No industry support without a commitment to cleaner production

Climate action

While there is strong claimed support for a ‘green’ recovery from the European Commission, the European Parliament and key member states like Germany, the devil is in the detail, write Doreen Fedrigo and Camille Maury.

This op-ed was originally published by Euractiv on 18 May 2020.

Doreen Fedrigo is Industrial Transformation Policy Coordinator at Climate Action Network (CAN) Europe. Camille Maury is Policy Officer at the WWF’s European Policy Office.

The level of political importance given to an issue can be assessed according to what level of funding is allocated to it.

The EU is aiming to mobilise trillions of euros to help the economic recovery from COVID-19. These recovery trillions must ensure some of Europe’s most polluting sectors – the energy-intensive industries such as cement, chemicals and steel – move to sustainable, climate-neutral production.

While there is strong claimed support for such a ‘green’ recovery from the European Commission, European Parliament and key member states like Germany, the devil is in the detail. This will be revealed in the coming days or weeks when the Commission publishes its Recovery Plan.

We already know that a crucial element of the Plan will be funding allocated to EU industry.

Annotated photo localization material:

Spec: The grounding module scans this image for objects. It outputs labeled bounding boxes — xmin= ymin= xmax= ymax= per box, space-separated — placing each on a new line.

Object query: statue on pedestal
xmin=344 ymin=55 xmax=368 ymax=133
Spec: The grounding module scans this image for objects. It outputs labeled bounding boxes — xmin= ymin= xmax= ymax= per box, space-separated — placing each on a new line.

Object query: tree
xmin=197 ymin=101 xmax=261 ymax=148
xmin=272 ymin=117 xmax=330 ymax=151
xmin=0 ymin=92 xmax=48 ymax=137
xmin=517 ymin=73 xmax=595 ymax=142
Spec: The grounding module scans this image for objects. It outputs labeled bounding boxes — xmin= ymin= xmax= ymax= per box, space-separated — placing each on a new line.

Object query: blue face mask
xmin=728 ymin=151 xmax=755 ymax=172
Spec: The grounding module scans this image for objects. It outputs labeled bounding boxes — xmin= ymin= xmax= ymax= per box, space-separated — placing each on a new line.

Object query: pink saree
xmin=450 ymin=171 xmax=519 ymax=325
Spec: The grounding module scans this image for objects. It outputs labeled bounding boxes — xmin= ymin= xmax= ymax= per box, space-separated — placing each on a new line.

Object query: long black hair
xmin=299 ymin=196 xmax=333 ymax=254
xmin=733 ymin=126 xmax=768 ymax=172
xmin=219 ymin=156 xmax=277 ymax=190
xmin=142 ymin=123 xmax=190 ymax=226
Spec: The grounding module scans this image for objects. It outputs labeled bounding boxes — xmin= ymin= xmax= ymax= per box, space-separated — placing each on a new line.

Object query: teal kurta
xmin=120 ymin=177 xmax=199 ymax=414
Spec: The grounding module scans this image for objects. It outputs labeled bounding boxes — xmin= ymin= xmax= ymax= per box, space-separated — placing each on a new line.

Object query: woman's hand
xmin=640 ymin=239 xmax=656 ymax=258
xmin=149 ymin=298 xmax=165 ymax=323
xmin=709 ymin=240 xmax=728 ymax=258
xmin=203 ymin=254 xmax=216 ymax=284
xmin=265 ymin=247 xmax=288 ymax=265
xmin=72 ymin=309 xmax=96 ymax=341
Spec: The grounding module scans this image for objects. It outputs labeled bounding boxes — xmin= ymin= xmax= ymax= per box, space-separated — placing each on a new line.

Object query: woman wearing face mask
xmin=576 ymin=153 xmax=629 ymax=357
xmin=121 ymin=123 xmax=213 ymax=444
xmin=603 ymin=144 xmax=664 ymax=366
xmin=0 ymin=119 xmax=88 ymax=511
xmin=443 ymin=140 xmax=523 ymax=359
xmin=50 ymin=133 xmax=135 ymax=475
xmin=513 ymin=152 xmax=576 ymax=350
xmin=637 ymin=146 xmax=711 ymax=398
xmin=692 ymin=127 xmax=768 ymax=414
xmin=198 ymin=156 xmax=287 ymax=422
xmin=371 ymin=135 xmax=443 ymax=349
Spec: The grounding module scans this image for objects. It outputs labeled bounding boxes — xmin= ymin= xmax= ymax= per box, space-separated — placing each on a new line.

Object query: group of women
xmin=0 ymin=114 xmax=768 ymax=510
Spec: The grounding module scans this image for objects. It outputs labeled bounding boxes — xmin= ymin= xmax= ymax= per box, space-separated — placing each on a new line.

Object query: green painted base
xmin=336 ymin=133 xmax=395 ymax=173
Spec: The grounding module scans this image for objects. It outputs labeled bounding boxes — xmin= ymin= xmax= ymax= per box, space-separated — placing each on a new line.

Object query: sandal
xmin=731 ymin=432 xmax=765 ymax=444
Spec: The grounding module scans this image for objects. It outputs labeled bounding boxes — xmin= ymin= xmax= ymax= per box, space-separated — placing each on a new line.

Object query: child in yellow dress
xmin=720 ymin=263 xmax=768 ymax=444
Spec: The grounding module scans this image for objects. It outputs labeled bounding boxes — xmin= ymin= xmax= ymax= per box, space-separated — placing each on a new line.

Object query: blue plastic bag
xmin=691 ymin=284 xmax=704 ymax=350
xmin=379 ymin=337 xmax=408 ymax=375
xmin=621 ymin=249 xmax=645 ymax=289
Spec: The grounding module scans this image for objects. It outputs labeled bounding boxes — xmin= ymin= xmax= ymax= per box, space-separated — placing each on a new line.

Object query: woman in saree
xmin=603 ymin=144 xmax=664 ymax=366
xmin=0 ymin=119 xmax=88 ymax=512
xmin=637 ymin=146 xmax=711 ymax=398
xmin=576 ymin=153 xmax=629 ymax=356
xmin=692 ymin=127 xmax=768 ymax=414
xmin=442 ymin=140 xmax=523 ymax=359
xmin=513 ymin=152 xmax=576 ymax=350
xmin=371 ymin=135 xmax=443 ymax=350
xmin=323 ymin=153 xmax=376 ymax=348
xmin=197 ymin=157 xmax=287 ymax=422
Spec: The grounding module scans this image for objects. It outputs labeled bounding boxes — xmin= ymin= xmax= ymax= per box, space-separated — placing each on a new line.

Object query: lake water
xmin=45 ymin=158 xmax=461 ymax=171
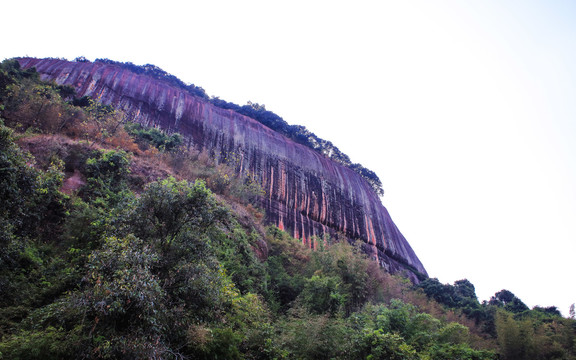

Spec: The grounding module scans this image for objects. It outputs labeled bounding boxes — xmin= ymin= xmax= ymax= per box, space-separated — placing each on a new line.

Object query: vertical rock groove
xmin=18 ymin=58 xmax=426 ymax=279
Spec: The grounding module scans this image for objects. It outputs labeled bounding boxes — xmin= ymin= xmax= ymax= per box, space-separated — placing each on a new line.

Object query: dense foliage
xmin=0 ymin=61 xmax=576 ymax=360
xmin=91 ymin=58 xmax=384 ymax=196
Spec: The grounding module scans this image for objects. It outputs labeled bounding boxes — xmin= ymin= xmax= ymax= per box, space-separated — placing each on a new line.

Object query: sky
xmin=0 ymin=0 xmax=576 ymax=315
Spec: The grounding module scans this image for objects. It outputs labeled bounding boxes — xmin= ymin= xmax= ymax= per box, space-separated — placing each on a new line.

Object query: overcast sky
xmin=0 ymin=0 xmax=576 ymax=315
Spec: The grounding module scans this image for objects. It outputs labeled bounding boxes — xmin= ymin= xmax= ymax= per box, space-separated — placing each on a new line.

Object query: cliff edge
xmin=17 ymin=58 xmax=427 ymax=281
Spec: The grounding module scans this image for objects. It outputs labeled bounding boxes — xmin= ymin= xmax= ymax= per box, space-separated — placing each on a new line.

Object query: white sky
xmin=0 ymin=0 xmax=576 ymax=315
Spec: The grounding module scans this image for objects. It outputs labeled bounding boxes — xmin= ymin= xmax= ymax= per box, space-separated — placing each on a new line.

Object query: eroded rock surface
xmin=18 ymin=58 xmax=426 ymax=279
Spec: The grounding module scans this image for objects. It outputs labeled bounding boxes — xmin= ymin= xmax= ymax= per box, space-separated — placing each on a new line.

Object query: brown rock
xmin=18 ymin=58 xmax=426 ymax=281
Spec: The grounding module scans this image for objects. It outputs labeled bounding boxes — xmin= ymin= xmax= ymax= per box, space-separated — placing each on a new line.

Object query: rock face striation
xmin=18 ymin=58 xmax=426 ymax=281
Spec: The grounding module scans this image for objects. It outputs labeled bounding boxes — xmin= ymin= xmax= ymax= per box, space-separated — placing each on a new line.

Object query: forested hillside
xmin=0 ymin=60 xmax=576 ymax=359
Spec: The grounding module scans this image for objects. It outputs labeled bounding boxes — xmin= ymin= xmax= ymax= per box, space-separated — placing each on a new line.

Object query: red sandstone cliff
xmin=18 ymin=58 xmax=426 ymax=279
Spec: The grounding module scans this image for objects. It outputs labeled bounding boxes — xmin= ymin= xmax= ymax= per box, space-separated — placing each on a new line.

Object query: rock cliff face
xmin=18 ymin=58 xmax=426 ymax=280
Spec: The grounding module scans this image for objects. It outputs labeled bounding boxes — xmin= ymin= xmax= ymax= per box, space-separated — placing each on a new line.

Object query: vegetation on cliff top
xmin=90 ymin=57 xmax=384 ymax=196
xmin=0 ymin=57 xmax=576 ymax=360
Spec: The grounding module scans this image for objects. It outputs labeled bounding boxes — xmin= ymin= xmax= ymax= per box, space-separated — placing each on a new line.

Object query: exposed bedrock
xmin=18 ymin=58 xmax=426 ymax=280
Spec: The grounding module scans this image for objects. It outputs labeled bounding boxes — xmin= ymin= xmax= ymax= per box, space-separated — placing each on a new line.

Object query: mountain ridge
xmin=17 ymin=58 xmax=426 ymax=282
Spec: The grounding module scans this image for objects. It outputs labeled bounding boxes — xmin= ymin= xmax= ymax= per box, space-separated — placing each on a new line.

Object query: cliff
xmin=18 ymin=58 xmax=426 ymax=280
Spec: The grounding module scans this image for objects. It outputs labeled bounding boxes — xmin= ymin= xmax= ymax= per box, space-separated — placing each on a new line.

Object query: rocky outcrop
xmin=18 ymin=58 xmax=426 ymax=279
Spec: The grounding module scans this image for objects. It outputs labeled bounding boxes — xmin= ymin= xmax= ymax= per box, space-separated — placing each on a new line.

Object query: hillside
xmin=18 ymin=58 xmax=426 ymax=281
xmin=0 ymin=60 xmax=576 ymax=360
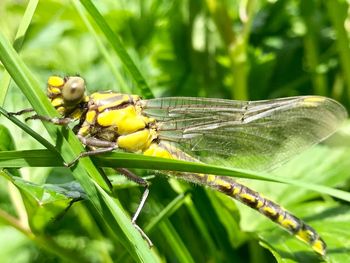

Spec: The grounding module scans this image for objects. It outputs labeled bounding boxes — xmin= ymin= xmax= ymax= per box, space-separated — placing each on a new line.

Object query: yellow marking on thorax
xmin=312 ymin=239 xmax=326 ymax=256
xmin=51 ymin=97 xmax=63 ymax=107
xmin=91 ymin=92 xmax=135 ymax=112
xmin=97 ymin=105 xmax=148 ymax=135
xmin=85 ymin=110 xmax=96 ymax=124
xmin=69 ymin=108 xmax=82 ymax=120
xmin=47 ymin=76 xmax=64 ymax=87
xmin=117 ymin=129 xmax=154 ymax=152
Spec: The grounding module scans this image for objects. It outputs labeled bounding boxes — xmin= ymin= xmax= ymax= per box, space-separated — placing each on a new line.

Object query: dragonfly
xmin=10 ymin=76 xmax=347 ymax=256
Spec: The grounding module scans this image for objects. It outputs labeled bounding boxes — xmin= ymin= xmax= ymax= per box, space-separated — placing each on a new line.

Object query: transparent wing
xmin=142 ymin=96 xmax=347 ymax=170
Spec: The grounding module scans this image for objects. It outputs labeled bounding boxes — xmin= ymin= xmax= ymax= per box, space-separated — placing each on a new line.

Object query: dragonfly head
xmin=47 ymin=76 xmax=86 ymax=115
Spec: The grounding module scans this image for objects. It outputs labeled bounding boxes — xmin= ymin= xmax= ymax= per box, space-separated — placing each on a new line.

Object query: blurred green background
xmin=0 ymin=0 xmax=350 ymax=262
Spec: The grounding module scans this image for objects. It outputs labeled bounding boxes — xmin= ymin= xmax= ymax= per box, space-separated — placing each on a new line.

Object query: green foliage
xmin=0 ymin=0 xmax=350 ymax=262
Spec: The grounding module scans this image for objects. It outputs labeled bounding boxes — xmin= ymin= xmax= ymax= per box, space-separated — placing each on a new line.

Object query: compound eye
xmin=62 ymin=77 xmax=85 ymax=105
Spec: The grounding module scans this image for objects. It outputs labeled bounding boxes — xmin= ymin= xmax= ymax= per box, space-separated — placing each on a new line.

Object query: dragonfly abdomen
xmin=176 ymin=173 xmax=326 ymax=256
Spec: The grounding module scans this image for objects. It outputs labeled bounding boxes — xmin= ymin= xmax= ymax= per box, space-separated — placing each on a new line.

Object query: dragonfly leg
xmin=25 ymin=114 xmax=74 ymax=126
xmin=64 ymin=135 xmax=118 ymax=167
xmin=116 ymin=168 xmax=153 ymax=247
xmin=8 ymin=108 xmax=34 ymax=116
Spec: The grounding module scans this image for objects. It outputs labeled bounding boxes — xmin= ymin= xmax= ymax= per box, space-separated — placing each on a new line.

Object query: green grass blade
xmin=78 ymin=0 xmax=154 ymax=98
xmin=0 ymin=150 xmax=350 ymax=202
xmin=0 ymin=0 xmax=39 ymax=105
xmin=0 ymin=30 xmax=157 ymax=262
xmin=72 ymin=1 xmax=131 ymax=93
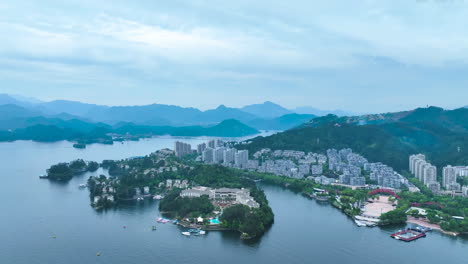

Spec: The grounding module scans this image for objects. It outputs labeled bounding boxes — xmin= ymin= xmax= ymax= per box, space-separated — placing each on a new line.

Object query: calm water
xmin=0 ymin=137 xmax=468 ymax=264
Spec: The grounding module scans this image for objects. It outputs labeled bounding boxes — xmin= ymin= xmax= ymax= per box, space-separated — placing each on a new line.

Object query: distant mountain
xmin=0 ymin=104 xmax=42 ymax=121
xmin=0 ymin=117 xmax=259 ymax=143
xmin=0 ymin=94 xmax=352 ymax=130
xmin=36 ymin=100 xmax=108 ymax=117
xmin=85 ymin=104 xmax=196 ymax=125
xmin=195 ymin=105 xmax=257 ymax=124
xmin=241 ymin=107 xmax=468 ymax=171
xmin=114 ymin=119 xmax=259 ymax=137
xmin=0 ymin=94 xmax=38 ymax=107
xmin=246 ymin=114 xmax=316 ymax=130
xmin=9 ymin=94 xmax=44 ymax=104
xmin=291 ymin=106 xmax=355 ymax=116
xmin=240 ymin=101 xmax=292 ymax=119
xmin=304 ymin=106 xmax=468 ymax=132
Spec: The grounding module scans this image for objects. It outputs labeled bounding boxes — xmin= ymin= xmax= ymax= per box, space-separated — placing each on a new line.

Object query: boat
xmin=156 ymin=217 xmax=170 ymax=224
xmin=187 ymin=228 xmax=206 ymax=236
xmin=354 ymin=220 xmax=367 ymax=227
xmin=390 ymin=228 xmax=426 ymax=242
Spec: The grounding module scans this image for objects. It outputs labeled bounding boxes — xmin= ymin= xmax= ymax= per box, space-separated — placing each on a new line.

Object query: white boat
xmin=354 ymin=220 xmax=367 ymax=226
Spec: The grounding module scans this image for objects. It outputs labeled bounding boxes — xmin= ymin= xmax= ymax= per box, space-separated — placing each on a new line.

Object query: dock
xmin=390 ymin=228 xmax=426 ymax=242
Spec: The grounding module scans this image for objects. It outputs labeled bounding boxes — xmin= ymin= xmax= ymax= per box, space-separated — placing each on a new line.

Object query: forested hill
xmin=239 ymin=108 xmax=468 ymax=171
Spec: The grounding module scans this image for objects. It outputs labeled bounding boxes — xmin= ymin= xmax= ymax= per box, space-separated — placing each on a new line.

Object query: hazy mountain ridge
xmin=0 ymin=95 xmax=322 ymax=130
xmin=242 ymin=107 xmax=468 ymax=171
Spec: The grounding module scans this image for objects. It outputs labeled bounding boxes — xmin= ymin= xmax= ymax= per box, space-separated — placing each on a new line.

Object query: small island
xmin=47 ymin=149 xmax=274 ymax=239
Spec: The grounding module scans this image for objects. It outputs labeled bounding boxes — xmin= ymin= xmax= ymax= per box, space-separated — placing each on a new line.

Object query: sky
xmin=0 ymin=0 xmax=468 ymax=113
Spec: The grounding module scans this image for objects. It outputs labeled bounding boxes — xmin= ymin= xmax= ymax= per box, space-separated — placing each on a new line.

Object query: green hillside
xmin=240 ymin=108 xmax=468 ymax=171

> _TASKS FOR THIS EXERCISE_
1. Which energy-intensive industries does the op-ed on green recovery funding name as examples of Europe's most polluting sectors?
2. Please carry on the op-ed on green recovery funding from its last sentence.

> _EXPECTED RESULTS_
1. Cement, chemicals and steel.

2.
Commissioners Mariya Gabriel (Innovation, Research, Culture, Education and Youth) and Thierry Breton (Internal Market) recently told the European Parliament’s Committee for industry, research and energy that 10% of the Recovery Plan (€1,5tn at the time) will be earmarked for energy-intensive industries such as the cement, chemicals and steel sectors. Breton said these sectors form the 4th hardest hit industrial ‘ecosystem’, representing 6.5 million jobs.

Cement, steel and chemical sectors are not only intensive in their energy use. They also have a massive impact on nature at every part of the processes involved, from mining to production, and even on to the end of life of the goods made with them.

Recovery money – which should include both public funds and private investment – must therefore not be to return to pre-COVID damaging and polluting situations. We need to think of it as helping a transformation to a cleaner, healthier and stronger industry, making net zero carbon and circular products in cleaner production processes, and providing sustainable jobs – as pushed in both the Industrial Strategy and the Circular Economy Action Plan.

Instead it must require industry to make considerable leaps along sustainable pathways. Decisions taken today will have impacts on what is possible as far away as 2040. Transformation should extend to products, processes and business models to align with environmental challenges, while also skilling and reskilling workers for the 21st century.

In order to achieve this, the EU must make funding to energy-intensive industries (particularly large industrial companies) conditional on their having a carbon-neutrality transition plan. It must also use the forthcoming EU ‘taxonomy’ – which will tackle greenwashing in the finance sector by making clear which investments are truly sustainable – to define what is funded and what is not. According to the taxonomy, fossil fuels are not a sustainable investment, and so they should certainly not be funded by recovery money.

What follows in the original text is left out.